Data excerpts
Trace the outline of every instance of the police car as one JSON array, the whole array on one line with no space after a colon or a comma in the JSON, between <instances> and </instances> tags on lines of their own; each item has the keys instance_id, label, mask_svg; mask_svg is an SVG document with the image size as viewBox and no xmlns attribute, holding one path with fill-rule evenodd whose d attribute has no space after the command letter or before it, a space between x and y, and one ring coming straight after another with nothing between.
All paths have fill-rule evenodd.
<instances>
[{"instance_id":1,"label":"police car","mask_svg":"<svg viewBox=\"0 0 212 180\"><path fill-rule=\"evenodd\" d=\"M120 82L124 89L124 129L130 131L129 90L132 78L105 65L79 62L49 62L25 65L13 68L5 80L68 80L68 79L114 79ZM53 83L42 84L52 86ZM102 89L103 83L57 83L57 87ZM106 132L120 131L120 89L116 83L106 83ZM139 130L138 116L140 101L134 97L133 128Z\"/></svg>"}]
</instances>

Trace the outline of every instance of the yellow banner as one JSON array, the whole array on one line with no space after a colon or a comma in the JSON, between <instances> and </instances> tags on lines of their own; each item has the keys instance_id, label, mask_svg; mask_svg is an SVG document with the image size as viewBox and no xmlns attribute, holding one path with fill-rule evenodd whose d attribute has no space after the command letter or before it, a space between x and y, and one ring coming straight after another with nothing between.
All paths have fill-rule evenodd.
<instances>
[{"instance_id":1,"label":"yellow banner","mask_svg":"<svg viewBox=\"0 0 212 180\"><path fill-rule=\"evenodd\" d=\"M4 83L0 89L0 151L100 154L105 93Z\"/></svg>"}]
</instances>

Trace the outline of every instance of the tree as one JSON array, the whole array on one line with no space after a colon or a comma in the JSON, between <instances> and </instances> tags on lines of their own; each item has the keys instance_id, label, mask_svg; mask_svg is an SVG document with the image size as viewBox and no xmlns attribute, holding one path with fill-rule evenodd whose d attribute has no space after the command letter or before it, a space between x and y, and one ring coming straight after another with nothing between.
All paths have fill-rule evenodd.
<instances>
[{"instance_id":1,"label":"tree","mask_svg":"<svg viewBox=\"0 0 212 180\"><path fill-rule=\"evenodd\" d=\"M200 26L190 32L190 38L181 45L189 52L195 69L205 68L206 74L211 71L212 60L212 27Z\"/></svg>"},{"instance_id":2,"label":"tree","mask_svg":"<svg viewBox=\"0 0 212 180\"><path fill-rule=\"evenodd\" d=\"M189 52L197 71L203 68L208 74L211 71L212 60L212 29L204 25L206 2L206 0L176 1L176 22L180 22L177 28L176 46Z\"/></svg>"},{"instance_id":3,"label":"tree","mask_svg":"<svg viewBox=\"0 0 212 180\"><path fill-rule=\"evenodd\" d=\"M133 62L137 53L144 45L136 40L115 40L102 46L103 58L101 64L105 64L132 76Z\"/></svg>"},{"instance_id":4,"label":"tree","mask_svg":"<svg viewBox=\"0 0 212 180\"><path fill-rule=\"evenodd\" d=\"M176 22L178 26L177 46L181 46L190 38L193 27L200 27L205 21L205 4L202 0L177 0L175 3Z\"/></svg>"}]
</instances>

» **Exercise**: All of the data above needs to be set down again exactly. Include every line.

» **Task output**:
Trace the outline of every instance of the police car as one JSON array, the whole array on one line with no space after a colon or a comma in the JSON, between <instances> and </instances> tags on lines of their own; each item has the keys instance_id, label, mask_svg; mask_svg is an SVG document with the image size as viewBox and no xmlns attribute, holding one path with fill-rule evenodd whose d attribute has no space after the command letter or before it, a space between x and y, and one ring coming straight after another with nothing between.
All paths have fill-rule evenodd.
<instances>
[{"instance_id":1,"label":"police car","mask_svg":"<svg viewBox=\"0 0 212 180\"><path fill-rule=\"evenodd\" d=\"M120 82L124 89L124 129L130 131L129 90L132 78L105 65L79 62L49 62L25 65L13 68L5 80L68 80L68 79L114 79ZM53 83L42 84L52 86ZM102 89L103 83L57 83L57 87ZM106 132L120 131L120 89L116 83L106 83ZM139 130L138 116L140 101L134 97L133 128Z\"/></svg>"}]
</instances>

Trace the outline of every instance of the yellow banner as one JSON array, the whole array on one line with no space after a colon or a comma in the JSON, between <instances> and </instances> tags on lines of their own; each item has the keys instance_id, label, mask_svg; mask_svg is an SVG document with the image size as viewBox and no xmlns attribute, holding one path with fill-rule evenodd whose d attribute has no space after the command letter or before it, a space between x and y, and one ring coming straight after another with nothing between.
All paths have fill-rule evenodd.
<instances>
[{"instance_id":1,"label":"yellow banner","mask_svg":"<svg viewBox=\"0 0 212 180\"><path fill-rule=\"evenodd\" d=\"M4 83L0 89L0 151L100 154L105 93Z\"/></svg>"}]
</instances>

Trace the outline of every instance of the tree as one JSON array, the whole array on one line with no space after a colon or a comma in the JSON, between <instances> and </instances> tags on lines of their own; each item has the keys instance_id, label, mask_svg; mask_svg is an SVG document with the image size as viewBox and no xmlns attribute, holding one path with fill-rule evenodd whose d attribute has no space after the command letter or before it, a space between x and y, and one ring coming straight after another with nothing between.
All paths have fill-rule evenodd.
<instances>
[{"instance_id":1,"label":"tree","mask_svg":"<svg viewBox=\"0 0 212 180\"><path fill-rule=\"evenodd\" d=\"M200 26L190 32L190 38L181 45L189 52L195 69L205 68L206 74L211 71L212 60L212 27Z\"/></svg>"},{"instance_id":2,"label":"tree","mask_svg":"<svg viewBox=\"0 0 212 180\"><path fill-rule=\"evenodd\" d=\"M189 52L197 71L203 68L208 74L211 71L212 60L212 29L204 25L206 2L206 0L176 1L176 22L180 22L177 28L176 46Z\"/></svg>"},{"instance_id":3,"label":"tree","mask_svg":"<svg viewBox=\"0 0 212 180\"><path fill-rule=\"evenodd\" d=\"M133 62L137 53L144 45L136 40L115 40L102 46L103 58L101 64L105 64L132 76Z\"/></svg>"},{"instance_id":4,"label":"tree","mask_svg":"<svg viewBox=\"0 0 212 180\"><path fill-rule=\"evenodd\" d=\"M176 22L178 26L177 46L181 46L190 38L193 27L200 27L205 21L205 4L202 0L177 0L175 3Z\"/></svg>"}]
</instances>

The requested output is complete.